[Directions for this task] Please return all of the material exactly, with no line missing.
============================================================
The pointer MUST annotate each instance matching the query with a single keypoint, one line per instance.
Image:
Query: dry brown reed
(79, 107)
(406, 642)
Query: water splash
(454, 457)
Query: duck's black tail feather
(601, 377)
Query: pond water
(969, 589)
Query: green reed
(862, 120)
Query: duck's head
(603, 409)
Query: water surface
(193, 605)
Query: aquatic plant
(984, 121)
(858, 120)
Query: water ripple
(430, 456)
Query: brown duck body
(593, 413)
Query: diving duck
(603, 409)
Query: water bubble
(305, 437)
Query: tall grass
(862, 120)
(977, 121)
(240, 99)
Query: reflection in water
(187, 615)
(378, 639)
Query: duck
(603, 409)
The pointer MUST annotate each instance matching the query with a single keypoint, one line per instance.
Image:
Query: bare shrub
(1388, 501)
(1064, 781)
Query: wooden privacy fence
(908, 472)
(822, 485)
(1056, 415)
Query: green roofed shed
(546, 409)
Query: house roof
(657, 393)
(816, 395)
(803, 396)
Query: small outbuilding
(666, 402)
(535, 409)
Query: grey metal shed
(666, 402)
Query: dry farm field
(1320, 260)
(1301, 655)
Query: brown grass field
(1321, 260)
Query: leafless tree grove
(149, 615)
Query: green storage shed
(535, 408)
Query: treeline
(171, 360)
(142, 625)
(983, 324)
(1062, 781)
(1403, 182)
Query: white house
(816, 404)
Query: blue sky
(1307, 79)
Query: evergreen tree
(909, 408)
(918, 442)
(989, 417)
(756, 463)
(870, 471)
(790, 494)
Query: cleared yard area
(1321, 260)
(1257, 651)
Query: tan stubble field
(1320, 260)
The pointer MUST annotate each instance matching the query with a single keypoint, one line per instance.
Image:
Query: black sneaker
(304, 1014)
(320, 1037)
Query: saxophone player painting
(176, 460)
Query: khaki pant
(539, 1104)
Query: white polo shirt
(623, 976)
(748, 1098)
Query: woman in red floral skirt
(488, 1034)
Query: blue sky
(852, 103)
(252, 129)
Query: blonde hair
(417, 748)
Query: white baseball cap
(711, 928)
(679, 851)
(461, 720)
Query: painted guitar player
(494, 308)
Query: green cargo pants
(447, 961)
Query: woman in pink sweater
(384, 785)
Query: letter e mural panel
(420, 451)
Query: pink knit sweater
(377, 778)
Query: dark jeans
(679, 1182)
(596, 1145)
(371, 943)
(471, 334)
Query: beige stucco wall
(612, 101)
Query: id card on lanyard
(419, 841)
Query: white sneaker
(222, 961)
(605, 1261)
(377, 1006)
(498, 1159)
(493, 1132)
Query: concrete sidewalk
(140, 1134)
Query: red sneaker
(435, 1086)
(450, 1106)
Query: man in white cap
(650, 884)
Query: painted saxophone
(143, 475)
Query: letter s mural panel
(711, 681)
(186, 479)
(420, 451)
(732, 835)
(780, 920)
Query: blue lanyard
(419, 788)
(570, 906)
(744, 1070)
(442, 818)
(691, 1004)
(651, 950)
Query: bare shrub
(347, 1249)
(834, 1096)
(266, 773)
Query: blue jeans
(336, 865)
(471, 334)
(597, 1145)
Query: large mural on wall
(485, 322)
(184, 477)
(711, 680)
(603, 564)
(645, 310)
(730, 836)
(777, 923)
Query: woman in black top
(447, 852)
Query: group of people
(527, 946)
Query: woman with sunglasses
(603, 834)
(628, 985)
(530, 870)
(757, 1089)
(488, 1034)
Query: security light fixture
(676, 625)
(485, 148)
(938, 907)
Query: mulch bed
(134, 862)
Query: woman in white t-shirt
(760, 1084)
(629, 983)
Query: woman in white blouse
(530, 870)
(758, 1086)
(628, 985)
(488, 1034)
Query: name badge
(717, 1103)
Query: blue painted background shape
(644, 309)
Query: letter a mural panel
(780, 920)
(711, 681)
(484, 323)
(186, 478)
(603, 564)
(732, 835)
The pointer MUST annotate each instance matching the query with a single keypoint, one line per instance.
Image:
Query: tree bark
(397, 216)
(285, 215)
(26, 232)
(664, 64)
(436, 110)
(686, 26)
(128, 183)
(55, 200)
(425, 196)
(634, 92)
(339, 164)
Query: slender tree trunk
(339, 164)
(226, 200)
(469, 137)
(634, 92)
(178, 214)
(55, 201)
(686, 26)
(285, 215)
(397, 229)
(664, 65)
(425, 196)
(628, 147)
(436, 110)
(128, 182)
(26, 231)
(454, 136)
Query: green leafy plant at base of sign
============================================================
[Exercise answer]
The pointer MUST annotate each instance matching the query with a single keypoint, one line per instance.
Image:
Query: dry brown reed
(79, 107)
(406, 642)
Query: water splash
(454, 457)
Query: duck's black tail feather
(601, 377)
Query: pond water
(969, 589)
Query: green reed
(862, 120)
Query: duck's head
(603, 409)
Query: water surface
(193, 605)
Query: aquatic plant
(984, 121)
(858, 120)
Query: water ripple
(430, 456)
Query: brown duck body
(593, 413)
Query: diving duck
(603, 409)
Query: water bubble
(305, 437)
Query: tall grass
(862, 120)
(977, 121)
(240, 99)
Query: reflection in water
(187, 615)
(378, 639)
Query: duck
(603, 409)
The pointer MUST annotate each instance matching the query with a single keypoint, one line per instance.
Image:
Query: bare shrub
(1388, 501)
(1064, 781)
Query: wooden privacy fence
(908, 472)
(822, 485)
(1056, 415)
Query: green roofed shed
(546, 409)
Query: house roof
(657, 393)
(816, 395)
(803, 396)
Query: small outbuilding
(666, 402)
(535, 409)
Query: grey metal shed
(666, 402)
Query: dry farm field
(1320, 260)
(1301, 655)
Query: brown grass field
(1321, 260)
Query: leafless tree grove
(149, 615)
Query: green storage shed
(535, 408)
Query: treeline
(171, 360)
(142, 625)
(983, 324)
(1062, 781)
(1403, 182)
Query: white house
(816, 404)
Query: blue sky
(1307, 79)
Query: evergreen tree
(909, 408)
(918, 442)
(989, 417)
(756, 463)
(870, 471)
(790, 494)
Query: cleared yard area
(1321, 260)
(1257, 651)
Query: tan stubble field
(1320, 260)
The pointer MUST annotate each instance matching the query with a single keypoint, one line per instance.
Image:
Query: black sneaker
(304, 1014)
(320, 1037)
Query: saxophone player painting
(176, 460)
Query: khaki pant
(539, 1104)
Query: white polo shirt
(623, 976)
(748, 1098)
Query: woman in red floral skirt
(488, 1034)
Query: blue sky
(852, 103)
(252, 129)
Query: blonde hair
(417, 748)
Query: white baseball cap
(711, 928)
(679, 851)
(461, 720)
Query: painted guitar player
(494, 308)
Query: green cargo pants
(447, 961)
Query: woman in pink sweater
(384, 785)
Query: letter e mural panel
(420, 451)
Query: pink knit sweater
(377, 778)
Query: dark jeans
(679, 1182)
(596, 1145)
(371, 943)
(471, 334)
Query: beige stucco wall
(612, 101)
Query: id card on lanyard
(419, 841)
Query: white sneaker
(222, 961)
(605, 1261)
(377, 1006)
(498, 1159)
(493, 1132)
Query: concrete sidewalk
(140, 1134)
Query: red sneaker
(435, 1086)
(450, 1106)
Query: man in white cap
(650, 884)
Query: painted saxophone
(143, 475)
Query: letter s mural panel
(711, 681)
(186, 479)
(420, 451)
(732, 835)
(780, 920)
Query: blue lanyard
(419, 788)
(570, 906)
(744, 1070)
(442, 818)
(691, 1004)
(651, 950)
Query: bare shrub
(347, 1249)
(834, 1096)
(266, 773)
Query: blue jeans
(336, 865)
(471, 334)
(597, 1145)
Query: large mural on wall
(485, 322)
(184, 477)
(711, 680)
(603, 564)
(645, 310)
(730, 836)
(777, 923)
Query: woman in black top
(447, 852)
Query: group of people
(527, 946)
Query: woman with sunglasses
(603, 834)
(628, 985)
(530, 870)
(757, 1089)
(488, 1034)
Query: security light fixture
(676, 625)
(485, 148)
(938, 907)
Query: mulch bed
(134, 862)
Query: woman in white t-shirt
(760, 1084)
(629, 983)
Query: woman in white blouse
(530, 870)
(758, 1086)
(628, 985)
(488, 1034)
Query: name badge
(717, 1103)
Query: blue painted background shape
(644, 309)
Query: letter a mural panel
(780, 920)
(711, 681)
(484, 323)
(186, 478)
(603, 564)
(732, 835)
The pointer MUST annotate each instance matching the query with a single keypoint, one line per instance.
Image:
Query: tree bark
(397, 216)
(285, 215)
(26, 232)
(664, 64)
(436, 110)
(686, 26)
(128, 183)
(55, 200)
(425, 196)
(634, 92)
(339, 164)
Query: slender tree trunk
(339, 164)
(226, 200)
(469, 137)
(634, 92)
(178, 214)
(55, 201)
(686, 26)
(285, 215)
(397, 229)
(664, 65)
(425, 196)
(628, 147)
(436, 110)
(128, 182)
(26, 231)
(454, 136)
Query: green leafy plant at base of sign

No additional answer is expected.